> **Work item**: Search the records below for the word "positive". Copy each line where it occurs.

Material for this task Start Marker

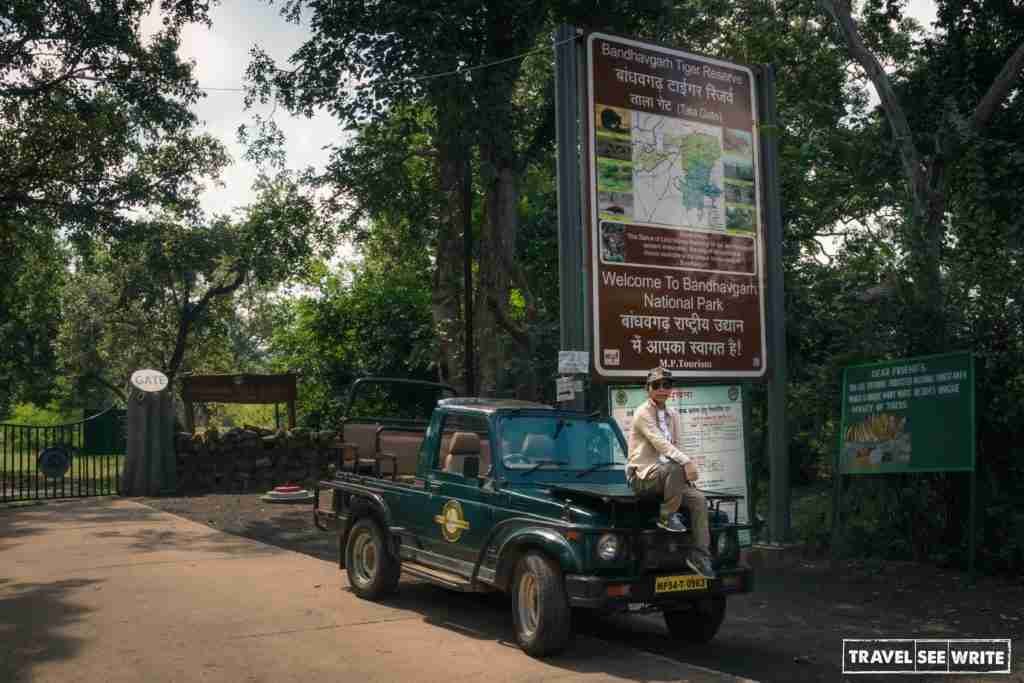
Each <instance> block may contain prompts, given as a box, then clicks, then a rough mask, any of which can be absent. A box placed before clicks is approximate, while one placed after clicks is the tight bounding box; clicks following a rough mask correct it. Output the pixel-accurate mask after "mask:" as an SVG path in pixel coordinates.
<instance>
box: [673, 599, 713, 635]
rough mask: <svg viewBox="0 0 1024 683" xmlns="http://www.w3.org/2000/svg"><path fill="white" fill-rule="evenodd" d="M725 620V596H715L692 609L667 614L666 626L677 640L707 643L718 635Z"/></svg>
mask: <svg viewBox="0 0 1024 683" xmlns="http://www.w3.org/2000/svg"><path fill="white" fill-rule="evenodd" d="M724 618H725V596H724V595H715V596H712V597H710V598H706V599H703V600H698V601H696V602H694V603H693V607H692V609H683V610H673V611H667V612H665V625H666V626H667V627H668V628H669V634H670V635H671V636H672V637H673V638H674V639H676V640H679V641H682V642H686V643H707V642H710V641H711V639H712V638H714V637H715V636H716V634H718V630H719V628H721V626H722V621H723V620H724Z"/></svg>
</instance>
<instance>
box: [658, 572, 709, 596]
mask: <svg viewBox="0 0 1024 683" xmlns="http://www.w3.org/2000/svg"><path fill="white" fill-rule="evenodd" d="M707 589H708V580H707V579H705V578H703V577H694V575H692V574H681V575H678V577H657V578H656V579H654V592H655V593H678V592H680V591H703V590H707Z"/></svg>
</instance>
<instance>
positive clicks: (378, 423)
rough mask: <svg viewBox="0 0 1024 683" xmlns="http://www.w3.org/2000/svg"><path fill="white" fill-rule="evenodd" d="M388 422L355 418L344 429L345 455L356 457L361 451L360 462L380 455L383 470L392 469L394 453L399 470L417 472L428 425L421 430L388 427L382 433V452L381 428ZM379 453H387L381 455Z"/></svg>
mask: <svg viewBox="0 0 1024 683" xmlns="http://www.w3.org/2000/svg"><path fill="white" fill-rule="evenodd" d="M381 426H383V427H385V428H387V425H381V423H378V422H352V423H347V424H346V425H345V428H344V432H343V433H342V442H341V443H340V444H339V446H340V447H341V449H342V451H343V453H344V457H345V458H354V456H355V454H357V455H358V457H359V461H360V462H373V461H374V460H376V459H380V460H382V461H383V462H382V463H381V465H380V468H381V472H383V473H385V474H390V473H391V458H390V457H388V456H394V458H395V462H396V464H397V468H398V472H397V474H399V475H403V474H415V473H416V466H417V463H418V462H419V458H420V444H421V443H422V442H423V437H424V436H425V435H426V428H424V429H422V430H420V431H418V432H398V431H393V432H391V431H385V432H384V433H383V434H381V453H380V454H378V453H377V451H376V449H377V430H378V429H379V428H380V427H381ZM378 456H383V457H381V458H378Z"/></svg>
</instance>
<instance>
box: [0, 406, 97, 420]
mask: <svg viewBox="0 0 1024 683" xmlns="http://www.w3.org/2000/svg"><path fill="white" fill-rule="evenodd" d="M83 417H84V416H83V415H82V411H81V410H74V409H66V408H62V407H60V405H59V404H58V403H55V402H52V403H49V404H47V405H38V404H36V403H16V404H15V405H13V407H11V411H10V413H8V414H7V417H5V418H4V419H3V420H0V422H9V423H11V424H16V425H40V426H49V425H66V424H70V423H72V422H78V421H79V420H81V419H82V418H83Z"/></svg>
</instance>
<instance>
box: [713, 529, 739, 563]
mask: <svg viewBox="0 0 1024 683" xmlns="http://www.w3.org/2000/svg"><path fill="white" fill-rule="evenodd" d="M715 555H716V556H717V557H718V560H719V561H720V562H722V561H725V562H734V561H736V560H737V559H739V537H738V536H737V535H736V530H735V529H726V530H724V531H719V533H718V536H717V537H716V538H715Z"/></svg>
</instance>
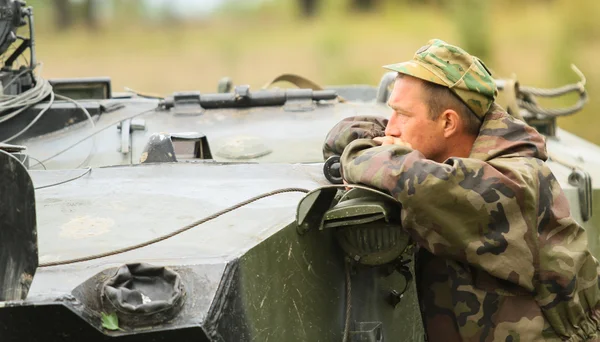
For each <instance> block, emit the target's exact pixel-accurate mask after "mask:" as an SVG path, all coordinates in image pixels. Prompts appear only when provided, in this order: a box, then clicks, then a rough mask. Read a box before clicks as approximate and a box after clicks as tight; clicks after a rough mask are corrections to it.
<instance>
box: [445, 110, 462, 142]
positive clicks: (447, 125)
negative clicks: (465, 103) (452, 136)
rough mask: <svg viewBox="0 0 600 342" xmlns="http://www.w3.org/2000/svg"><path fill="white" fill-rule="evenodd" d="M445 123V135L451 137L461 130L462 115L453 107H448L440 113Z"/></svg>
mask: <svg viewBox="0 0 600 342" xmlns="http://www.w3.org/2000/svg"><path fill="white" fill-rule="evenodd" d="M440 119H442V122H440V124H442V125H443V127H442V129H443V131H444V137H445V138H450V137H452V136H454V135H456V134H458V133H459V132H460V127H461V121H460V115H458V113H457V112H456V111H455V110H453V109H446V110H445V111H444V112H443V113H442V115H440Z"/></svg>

Material for this task End Marker

> **Response box**:
positive clicks: (378, 423)
positive clicks: (447, 125)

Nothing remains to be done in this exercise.